→ **Excerpt provided**:

Tuesday, December 9, 2008

The More, the Yummier - Maryoku Yummy

Today I am going to talk to you about Maryoku Yummy.  You may or may not recognize the name, but if you do, it's because you remember it from descriptions of American Greetings' licensed brands.  That's how I know of it, anyhow.
Now, for a good long while, next to nothing was known about this mysterious and strangely named property.  Only the very basics of the character were revealed: Maryoku looks after wishes that are made before they get granted.  Not exactly all the interesting, but good for birthday cards.  At least, that's what I thought until I discovered that, just like with the revamp of Strawberry Shortcake, AGPbrands.com put a handful of videos of the animated show based on this property, and while only three episodes are up, I think I love it already.

Maryoku Yummy takes place in Nozomu, and as you might have derived from that, the majority of the characters have psuedo-japanese names.  I say pseudo because while some of the names actually mean something relevant to the character (maryoku means magic power/charm), some of the names are unintentionally hilarious (one character's name, Hadagi, means lingerie), but most of them are either too broad (Shika can mean any number of things, including the price of paper or Japanese poetry) to have actual meaning, or just sound japanese-y without actually meaning anything coherent.  I should note here that nozomu means "to wish," but the characters all pronounce it no-ZA-mu instead of no-zo-mu.  Basically, nothing is pronounced the way it would actually be pronounced in Japanese, but is pronounced the way someone looking at Japanese would pronounce it (especially egregious in Maryoku, which is pronounced ma-ryoku, but all the characters call her mary-oku).

Bad pronunciations aside, the show is delightfully cute.  The characters (called Yummies as a group) all have a minimalistic design that was inspired by Japanese silkscreening.  The characters also tend to replace parts of words with 'yum' (as in 'yumderful,' 'yum's the word,' etc.), and they all have some sort of crazy design going for them.

→ **Instructions for the task**: Copy out everything in the Maryoku Yummy post from "Bad pronunciations aside, the" down to "going for them.", swapping in "woodblock printing" wherever "silkscreening" appears.

→ **Supplied information**:
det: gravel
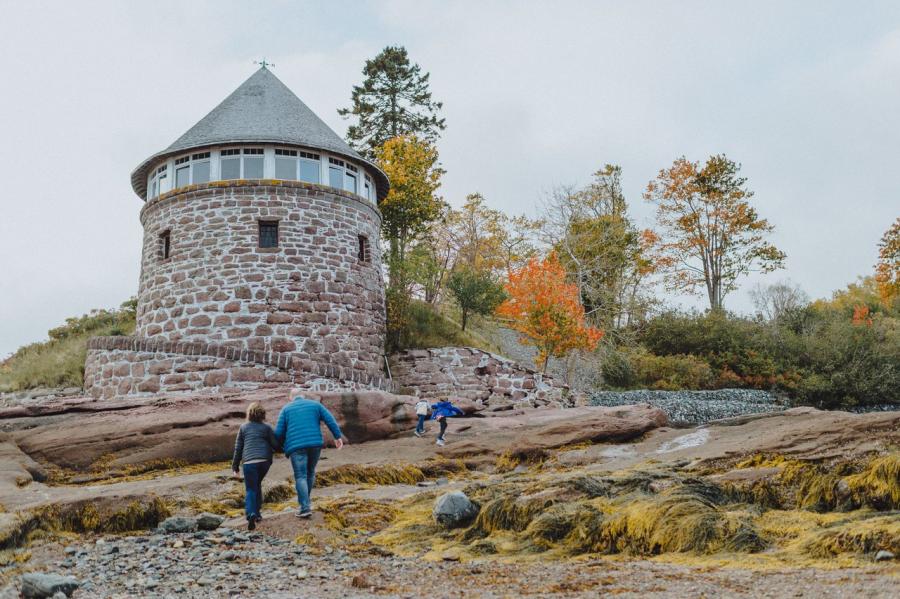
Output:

→ **Expected answer**:
Bad pronunciations aside, the show is delightfully cute.  The characters (called Yummies as a group) all have a minimalistic design that was inspired by Japanese woodblock printing.  The characters also tend to replace parts of words with 'yum' (as in 'yumderful,' 'yum's the word,' etc.), and they all have some sort of crazy design going for them.